» Seitentext
----------

Logopädie: Wozu und in welchen Fällen?

Für ein sauberes „s“ ist diese Zunge noch etwas zu weit vorne

Wann benötigen Kinder Logopädie? Und schadet eine solche Therapie nicht dem Selbstbewusstsein des Kindes? Zum heutigen Tag der Logopädie stellen wir diese Fragen einer Logopädin.

Schon ich selbst habe als Kind die Logopädie besucht – ich habe stark gelispelt. Soweit ich mich erinnere, hat mir die Therapie in der Regel Spass gemacht. Und das Wichtigste: Sie war von Erfolg gekrönt. Ohne die damalige Therapie wäre mein heutiger Beruf als Radiojournalistin definitiv nicht möglich gewesen.

Deswegen war es für mich auch keine Frage, ob ich meine eigene Tochter in die Logopädie schicken sollte, als das Thema aufkam. Aus verschiedenen Gründen zog sich ihre Therapie über mehrere Jahre hin. Dennoch ging sie immer ausgesprochen gerne, und ihre Logopädin wurde für sie zu einer Art Vertrauensperson, einem Halt wenn sie anderweitig gerade Schwierigkeiten hatte in der Schule. Inzwischen neigt sich die Therapie dem Ende zu, und wir werden sie mit einem lachenden und einem weinenden Auge abschliessen.

----------

» Arbeitsauftrag 1
Prüfen Sie anhand des Seitentexts, ob die Aussagen (a) Die schreibende Person hat als Kind stark gelispelt, (b) Die Therapie der Tochter dauerte nur wenige Wochen, (c) Die Tochter ging ungern zur Therapie zutreffen. Antworten Sie jeweils mit Ja oder Nein und zitieren Sie die entscheidende Textstelle wörtlich.
» Arbeitsauftrag 2
Welchen Beruf übt die schreibende Person laut Seitentext heute aus?
Die Einträge stammen aus einer anderen Quelle.

» Extrahierte Einträge
----------

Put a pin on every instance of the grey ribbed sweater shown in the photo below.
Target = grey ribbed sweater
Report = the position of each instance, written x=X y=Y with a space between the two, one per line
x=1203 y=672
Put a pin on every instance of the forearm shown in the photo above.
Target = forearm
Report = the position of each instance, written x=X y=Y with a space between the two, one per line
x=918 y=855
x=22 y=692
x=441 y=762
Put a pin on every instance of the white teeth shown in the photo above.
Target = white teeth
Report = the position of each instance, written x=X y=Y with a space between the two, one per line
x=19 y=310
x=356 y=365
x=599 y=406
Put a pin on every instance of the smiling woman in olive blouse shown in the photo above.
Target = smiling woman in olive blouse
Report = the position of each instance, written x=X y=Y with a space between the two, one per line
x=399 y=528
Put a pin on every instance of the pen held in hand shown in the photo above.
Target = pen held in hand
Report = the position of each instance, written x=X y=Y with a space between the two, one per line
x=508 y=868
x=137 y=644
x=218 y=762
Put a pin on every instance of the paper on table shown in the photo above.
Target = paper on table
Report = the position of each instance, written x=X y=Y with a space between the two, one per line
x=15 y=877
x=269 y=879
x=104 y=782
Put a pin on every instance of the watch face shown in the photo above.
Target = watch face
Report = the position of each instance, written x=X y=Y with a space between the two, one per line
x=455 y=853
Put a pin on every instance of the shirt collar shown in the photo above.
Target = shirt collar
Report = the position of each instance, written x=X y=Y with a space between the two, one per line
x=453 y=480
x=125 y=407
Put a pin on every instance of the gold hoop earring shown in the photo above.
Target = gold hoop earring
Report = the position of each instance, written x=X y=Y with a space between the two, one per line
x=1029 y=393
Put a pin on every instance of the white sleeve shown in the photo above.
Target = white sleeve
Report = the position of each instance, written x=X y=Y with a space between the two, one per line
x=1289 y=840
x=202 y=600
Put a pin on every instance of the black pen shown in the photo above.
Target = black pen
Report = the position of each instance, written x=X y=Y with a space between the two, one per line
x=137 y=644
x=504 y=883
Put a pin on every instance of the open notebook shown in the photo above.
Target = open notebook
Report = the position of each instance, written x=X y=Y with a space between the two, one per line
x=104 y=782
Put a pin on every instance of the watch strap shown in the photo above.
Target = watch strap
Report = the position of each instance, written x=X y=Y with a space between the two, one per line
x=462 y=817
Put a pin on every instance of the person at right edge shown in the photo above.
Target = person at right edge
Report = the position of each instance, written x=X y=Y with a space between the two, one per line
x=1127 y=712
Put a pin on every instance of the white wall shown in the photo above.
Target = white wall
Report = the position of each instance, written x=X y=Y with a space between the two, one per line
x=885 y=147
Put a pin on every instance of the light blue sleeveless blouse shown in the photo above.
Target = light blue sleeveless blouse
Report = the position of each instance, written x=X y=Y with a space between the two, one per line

----------

» Lösung 1
(a) Ja: „ich habe stark gelispelt“
(b) Nein: „Aus verschiedenen Gründen zog sich ihre Therapie über mehrere Jahre hin.“
(c) Nein: „Dennoch ging sie immer ausgesprochen gerne“

» Lösung 2
Radiojournalistin.